INSTRUCTIONS TO FOLLOW:
Word for word, reproduce each of the entries.

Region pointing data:
______

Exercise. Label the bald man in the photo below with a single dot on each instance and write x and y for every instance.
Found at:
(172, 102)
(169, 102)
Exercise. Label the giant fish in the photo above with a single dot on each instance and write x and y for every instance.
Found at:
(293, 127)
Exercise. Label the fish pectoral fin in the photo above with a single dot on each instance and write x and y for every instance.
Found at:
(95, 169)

______

OUTPUT:
Exercise. Label the bald man in the photo below with a single dot on each instance and write x and y for every instance.
Found at:
(172, 102)
(169, 102)
Exercise. Label the giant fish in the photo above with a single dot on each instance and write x and y for every instance.
Found at:
(293, 127)
Exercise. Label the fish pectoral fin in the photo above with a single dot on each instance and write x and y for every instance.
Found at:
(95, 169)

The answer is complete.